▸ Texte à lire

━━━━━━━━━━━━━━━━

Il y a toutefois ici des pièces très intéressantes, certaines historiques (hélas un seul Flavin, et pourtant...), mais surtout des pièces qui transforment le regard, qui éblouissent (Light Box d'Andrea Nacciarriti, quasi insoutenable; mais j'aurais aussi aimé pouvoir pénétrer dans une pièce chauffante et étouffante de Nathaniel Rackowe comme là), qui ouvrent l'espace en trompe-l'oeil (deux pièces seulement d'Ivan Navarro, j'aurais aimé une grande installation désorientante, comme à Venise), ou qui font résonner la fragilité mortelle du médium ('Everytime you switch me off, we die a little' de Douglas Gordon, ou 'This work should be turned off when I die' de Stefan Brüggeman). Cette extrême fragilité, cette fois traduite dans le matériau même, je l'avais vue il y a peu dans ce travail tragique de The Plug, mais lui non plus n'est pas là.

━━━━━━━━━━━━━━━━

▸ Données fournies
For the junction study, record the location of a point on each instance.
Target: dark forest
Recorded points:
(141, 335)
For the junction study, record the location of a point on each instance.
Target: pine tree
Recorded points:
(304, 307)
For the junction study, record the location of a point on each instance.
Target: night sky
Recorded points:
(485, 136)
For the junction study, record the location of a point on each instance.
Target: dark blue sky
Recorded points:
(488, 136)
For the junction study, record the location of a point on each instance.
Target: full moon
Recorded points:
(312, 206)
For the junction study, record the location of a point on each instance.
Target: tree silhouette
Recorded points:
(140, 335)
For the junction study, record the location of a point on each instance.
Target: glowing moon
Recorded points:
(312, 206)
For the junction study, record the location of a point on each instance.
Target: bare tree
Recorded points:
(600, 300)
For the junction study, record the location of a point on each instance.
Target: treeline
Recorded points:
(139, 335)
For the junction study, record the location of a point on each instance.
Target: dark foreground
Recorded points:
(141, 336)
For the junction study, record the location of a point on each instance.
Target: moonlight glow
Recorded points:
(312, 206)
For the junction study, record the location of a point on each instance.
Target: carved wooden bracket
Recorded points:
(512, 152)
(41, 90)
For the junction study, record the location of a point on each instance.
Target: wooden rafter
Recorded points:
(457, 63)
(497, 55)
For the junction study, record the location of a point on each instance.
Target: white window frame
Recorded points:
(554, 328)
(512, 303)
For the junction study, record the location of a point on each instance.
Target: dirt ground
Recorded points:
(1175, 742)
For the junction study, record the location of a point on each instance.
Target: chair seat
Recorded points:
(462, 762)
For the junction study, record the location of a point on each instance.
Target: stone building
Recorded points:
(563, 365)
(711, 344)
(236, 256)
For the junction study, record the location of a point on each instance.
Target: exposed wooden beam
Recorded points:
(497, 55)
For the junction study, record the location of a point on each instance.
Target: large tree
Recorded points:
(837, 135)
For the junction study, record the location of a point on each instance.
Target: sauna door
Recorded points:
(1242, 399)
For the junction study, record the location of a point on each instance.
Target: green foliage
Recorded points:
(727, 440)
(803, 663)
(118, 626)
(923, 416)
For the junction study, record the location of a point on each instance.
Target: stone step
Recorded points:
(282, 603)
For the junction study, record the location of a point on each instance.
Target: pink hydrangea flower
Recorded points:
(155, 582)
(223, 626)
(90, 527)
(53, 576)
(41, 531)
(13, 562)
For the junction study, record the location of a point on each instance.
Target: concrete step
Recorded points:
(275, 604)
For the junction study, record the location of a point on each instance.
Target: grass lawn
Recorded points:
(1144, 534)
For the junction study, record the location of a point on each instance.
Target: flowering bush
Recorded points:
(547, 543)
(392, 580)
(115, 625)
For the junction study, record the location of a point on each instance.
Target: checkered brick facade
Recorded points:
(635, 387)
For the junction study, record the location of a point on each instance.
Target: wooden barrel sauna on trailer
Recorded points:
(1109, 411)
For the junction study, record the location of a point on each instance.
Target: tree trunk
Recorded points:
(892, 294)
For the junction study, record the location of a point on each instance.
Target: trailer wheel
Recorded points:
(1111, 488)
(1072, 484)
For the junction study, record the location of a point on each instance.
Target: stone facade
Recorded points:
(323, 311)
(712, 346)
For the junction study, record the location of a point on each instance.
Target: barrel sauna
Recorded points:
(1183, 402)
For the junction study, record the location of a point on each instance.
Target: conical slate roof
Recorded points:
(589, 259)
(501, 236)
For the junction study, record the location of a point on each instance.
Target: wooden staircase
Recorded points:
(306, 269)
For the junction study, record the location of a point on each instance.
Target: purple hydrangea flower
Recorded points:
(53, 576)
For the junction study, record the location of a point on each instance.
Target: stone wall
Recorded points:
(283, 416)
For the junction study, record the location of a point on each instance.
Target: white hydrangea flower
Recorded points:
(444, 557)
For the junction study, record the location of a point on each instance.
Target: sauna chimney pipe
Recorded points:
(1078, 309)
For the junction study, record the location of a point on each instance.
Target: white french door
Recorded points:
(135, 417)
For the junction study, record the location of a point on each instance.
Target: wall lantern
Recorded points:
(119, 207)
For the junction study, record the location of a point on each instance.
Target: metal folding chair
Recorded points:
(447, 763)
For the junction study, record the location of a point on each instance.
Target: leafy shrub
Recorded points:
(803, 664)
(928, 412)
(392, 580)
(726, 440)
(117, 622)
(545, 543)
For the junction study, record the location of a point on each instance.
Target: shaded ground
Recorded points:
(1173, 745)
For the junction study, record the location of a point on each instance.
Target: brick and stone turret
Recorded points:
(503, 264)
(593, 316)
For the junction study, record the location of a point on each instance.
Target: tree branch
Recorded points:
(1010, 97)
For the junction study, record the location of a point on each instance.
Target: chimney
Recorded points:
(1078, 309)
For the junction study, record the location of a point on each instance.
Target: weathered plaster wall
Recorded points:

━━━━━━━━━━━━━━━━

▸ À compléter
1 - Dans le texte à lire, combien de pièces d'Ivan Navarro sont présentes ?
2 - Reprenez le texte sur les œuvres exposées à la suite de sa dernière phrase.
Vous n'avez pas besoin des lignes pour répondre.

▸ Réponses par point
1 - Deux pièces seulement.

2 -
L’être et le néon

Saâdane Afif, Essence

On aurait aimé aussi plus d'oeuvres en rapport avec le rôle social, économique, publicitaire du médium, sa dimension marketing, signalétique, attractive, ludique, impérative : il n'y a guère que quelques enseignes, Tabac de Frank Scurti (ci-dessus), Essence de Saâdane Afif, un signe de pharmacie de Jonathan Monk mais, par exemple, le mur de Pascale Marthine Tayou avec ses signes Open/Ouvert/Geöffnet/... n'aurait pas déparé. Une photo de Gimpel, ça aurait été bien aussi, pour donner un peu de perspective historique.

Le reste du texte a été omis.